By Karun Cowper
For many environmentalists, the "New Economy" is (mis)understood to be simply an economy that has transitioned away from fossil fuels to a renewable energy powered economy. The reality is that there's not necessarily all that much postcapitalist about a mainstream green post-carbon economic vision.
Indeed postcapitalism, such as it is framed by (for example) Paul Mason in his 2015 book PostCapitalism: A Guide to our Future appears to be a framework that many eco-warriors are not even aware of let alone consciously aspiring towards.
So what is the postcapitalism, what is the New Economy? The New Economy Network of Australia defines the New Economy as follows:
"Many different movements have emerged around the world focused on the concept of a 'New Economy'. Although they use different labels, such as the Social Economy, Solidarity Economy, Sharing Economy, Collaborative Economy, Steady State Economy and Community Economy, they all share two key goals: (i) to challenge the current dominant economic system, with its reliance on fossil fuels, large scale resource extraction and socially unjust structures and wealth distribution, and (ii) to create and strengthen economic systems that serve the needs of people in ways that are ecologically sustainable, socially just and culturally diverse."

**Problems and tasks**.
(a) Decide whether each statement agrees with the passage on the New Economy, answering yes or no and quoting the words of the passage that settle it: (i) Paul Mason's book PostCapitalism was published in 2015; (ii) the New Economy movements are said to share three key goals; (iii) the Sharing Economy is one of the labels the movements use.
(b) In the records, substitute "one point" for "a single pixel" throughout the stretch from the line containing "Could you point out the smooth" through the end of the records, keeping everything else the same. Give only that stretch.
The text and the records are unrelated and should be treated separately.

**Records for processing**.

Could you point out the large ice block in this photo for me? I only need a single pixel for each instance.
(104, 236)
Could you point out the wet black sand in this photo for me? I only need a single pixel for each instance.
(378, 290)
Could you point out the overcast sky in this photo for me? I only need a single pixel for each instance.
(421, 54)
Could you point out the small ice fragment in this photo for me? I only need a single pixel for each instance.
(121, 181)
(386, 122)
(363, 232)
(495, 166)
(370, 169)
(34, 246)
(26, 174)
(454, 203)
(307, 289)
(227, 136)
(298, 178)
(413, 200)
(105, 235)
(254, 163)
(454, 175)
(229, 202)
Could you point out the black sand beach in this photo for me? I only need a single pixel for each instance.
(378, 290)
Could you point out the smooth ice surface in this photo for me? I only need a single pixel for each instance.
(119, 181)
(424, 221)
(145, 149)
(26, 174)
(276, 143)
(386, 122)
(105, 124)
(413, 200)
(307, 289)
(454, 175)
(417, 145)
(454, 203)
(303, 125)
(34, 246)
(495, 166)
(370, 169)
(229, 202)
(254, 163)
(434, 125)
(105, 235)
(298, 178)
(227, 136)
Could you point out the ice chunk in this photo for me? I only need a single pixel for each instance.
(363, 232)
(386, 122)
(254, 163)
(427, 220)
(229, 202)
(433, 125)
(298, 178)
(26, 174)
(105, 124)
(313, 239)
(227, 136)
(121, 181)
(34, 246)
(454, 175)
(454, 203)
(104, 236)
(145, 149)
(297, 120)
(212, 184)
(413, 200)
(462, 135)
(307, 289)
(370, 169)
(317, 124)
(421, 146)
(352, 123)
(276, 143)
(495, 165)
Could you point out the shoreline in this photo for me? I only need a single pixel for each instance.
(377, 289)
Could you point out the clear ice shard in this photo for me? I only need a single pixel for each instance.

**Answers below**.
(a)
(i) Yes: "Paul Mason in his 2015 book PostCapitalism: A Guide to our Future"
(ii) No: "they all share two key goals"
(iii) Yes: "such as the Social Economy, Solidarity Economy, Sharing Economy, Collaborative Economy, Steady State Economy and Community Economy"

(b)
Could you point out the smooth ice surface in this photo for me? I only need one point for each instance.
(119, 181)
(424, 221)
(145, 149)
(26, 174)
(276, 143)
(386, 122)
(105, 124)
(413, 200)
(307, 289)
(454, 175)
(417, 145)
(454, 203)
(303, 125)
(34, 246)
(495, 166)
(370, 169)
(229, 202)
(254, 163)
(434, 125)
(105, 235)
(298, 178)
(227, 136)
Could you point out the ice chunk in this photo for me? I only need one point for each instance.
(363, 232)
(386, 122)
(254, 163)
(427, 220)
(229, 202)
(433, 125)
(298, 178)
(26, 174)
(105, 124)
(313, 239)
(227, 136)
(121, 181)
(34, 246)
(454, 175)
(454, 203)
(104, 236)
(145, 149)
(297, 120)
(212, 184)
(413, 200)
(462, 135)
(307, 289)
(370, 169)
(317, 124)
(421, 146)
(352, 123)
(276, 143)
(495, 165)
Could you point out the shoreline in this photo for me? I only need one point for each instance.
(377, 289)
Could you point out the clear ice shard in this photo for me? I only need one point for each instance.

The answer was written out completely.